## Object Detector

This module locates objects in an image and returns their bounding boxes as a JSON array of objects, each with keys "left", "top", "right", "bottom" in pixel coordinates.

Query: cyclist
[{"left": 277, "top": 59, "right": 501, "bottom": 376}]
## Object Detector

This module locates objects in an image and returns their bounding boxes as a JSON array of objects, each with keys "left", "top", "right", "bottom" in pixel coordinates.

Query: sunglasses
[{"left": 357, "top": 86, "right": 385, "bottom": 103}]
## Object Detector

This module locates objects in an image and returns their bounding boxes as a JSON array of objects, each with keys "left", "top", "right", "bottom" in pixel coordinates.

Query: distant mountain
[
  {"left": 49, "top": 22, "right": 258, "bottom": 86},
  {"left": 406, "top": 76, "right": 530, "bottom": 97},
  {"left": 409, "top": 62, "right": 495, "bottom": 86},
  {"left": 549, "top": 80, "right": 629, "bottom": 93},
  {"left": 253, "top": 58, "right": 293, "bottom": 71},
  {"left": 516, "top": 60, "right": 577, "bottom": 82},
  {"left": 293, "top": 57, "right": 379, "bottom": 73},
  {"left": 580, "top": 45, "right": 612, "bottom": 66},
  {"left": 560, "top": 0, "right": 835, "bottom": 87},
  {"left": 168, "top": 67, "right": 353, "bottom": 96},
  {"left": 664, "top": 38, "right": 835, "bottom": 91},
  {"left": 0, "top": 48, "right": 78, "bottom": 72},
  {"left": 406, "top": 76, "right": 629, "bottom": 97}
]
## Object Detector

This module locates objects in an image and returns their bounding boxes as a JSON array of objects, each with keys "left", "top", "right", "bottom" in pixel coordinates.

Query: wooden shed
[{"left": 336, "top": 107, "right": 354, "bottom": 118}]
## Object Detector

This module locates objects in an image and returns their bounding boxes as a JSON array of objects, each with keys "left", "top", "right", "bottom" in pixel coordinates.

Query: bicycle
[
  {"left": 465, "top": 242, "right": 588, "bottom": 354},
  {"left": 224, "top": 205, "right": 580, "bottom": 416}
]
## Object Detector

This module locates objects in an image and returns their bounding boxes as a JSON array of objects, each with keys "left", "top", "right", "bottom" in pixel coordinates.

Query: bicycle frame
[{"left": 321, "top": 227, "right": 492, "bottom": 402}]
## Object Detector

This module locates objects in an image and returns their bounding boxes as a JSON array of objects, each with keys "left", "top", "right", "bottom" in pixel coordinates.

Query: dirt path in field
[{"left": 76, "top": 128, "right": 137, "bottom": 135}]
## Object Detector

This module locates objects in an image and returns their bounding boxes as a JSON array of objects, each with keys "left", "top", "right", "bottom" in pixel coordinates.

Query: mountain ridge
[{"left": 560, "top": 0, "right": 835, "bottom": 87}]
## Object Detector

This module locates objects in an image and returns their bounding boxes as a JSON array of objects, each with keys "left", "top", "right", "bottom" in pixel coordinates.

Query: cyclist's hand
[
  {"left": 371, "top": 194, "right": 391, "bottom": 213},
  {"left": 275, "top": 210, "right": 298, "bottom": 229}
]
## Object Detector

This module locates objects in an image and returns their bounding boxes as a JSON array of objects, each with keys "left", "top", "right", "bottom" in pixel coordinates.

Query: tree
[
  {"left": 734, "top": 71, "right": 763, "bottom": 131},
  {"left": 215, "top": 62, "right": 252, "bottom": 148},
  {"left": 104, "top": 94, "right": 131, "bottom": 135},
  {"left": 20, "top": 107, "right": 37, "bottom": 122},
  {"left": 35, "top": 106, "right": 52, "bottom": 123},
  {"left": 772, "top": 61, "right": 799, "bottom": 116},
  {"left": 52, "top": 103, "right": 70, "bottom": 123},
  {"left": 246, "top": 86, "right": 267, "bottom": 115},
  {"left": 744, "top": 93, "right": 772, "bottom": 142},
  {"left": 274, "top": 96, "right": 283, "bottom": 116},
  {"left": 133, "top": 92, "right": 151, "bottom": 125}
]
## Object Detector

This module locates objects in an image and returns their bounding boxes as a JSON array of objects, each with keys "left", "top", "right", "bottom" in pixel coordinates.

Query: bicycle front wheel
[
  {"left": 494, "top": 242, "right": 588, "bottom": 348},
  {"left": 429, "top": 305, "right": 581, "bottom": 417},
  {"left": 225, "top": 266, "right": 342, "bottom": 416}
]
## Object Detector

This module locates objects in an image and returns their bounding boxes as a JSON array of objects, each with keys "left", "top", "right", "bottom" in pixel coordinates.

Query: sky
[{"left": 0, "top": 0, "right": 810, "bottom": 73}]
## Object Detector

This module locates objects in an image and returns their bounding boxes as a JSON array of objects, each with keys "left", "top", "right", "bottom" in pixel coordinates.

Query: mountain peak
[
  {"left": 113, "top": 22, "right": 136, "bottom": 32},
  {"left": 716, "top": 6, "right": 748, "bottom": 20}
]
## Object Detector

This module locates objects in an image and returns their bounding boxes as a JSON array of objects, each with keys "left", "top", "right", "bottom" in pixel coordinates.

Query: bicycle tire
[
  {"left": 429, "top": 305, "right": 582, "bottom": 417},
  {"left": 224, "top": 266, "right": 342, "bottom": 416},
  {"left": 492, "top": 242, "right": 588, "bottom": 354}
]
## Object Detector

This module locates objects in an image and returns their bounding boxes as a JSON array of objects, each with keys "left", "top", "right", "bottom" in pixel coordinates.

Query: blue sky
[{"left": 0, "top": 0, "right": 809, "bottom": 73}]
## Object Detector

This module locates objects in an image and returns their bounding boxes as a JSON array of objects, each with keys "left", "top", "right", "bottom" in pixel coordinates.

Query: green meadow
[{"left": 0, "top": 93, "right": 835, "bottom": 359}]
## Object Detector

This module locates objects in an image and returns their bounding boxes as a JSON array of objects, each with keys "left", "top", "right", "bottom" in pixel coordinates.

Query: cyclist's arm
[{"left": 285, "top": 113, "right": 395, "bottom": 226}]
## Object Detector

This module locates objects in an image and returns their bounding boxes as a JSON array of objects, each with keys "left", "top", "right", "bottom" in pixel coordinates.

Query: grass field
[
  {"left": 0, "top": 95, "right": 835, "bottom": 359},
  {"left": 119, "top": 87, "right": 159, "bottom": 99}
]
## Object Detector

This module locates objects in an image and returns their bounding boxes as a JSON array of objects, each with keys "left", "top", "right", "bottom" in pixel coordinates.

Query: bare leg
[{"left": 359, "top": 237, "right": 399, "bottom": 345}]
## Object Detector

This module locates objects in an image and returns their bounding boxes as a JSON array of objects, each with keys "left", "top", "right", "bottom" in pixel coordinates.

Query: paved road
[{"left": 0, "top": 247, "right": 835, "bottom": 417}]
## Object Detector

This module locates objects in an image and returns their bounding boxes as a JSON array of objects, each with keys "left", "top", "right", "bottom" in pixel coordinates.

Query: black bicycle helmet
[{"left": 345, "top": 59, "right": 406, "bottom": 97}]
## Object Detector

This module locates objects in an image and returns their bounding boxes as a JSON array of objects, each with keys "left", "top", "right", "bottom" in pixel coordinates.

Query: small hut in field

※

- Problem details
Locate each line in the entries above that contains the string "field" and copy those lines in full. Treat the match as case-sensitive.

- Solution for this task
Query: dirt path in field
Query: grass field
Query: small hut in field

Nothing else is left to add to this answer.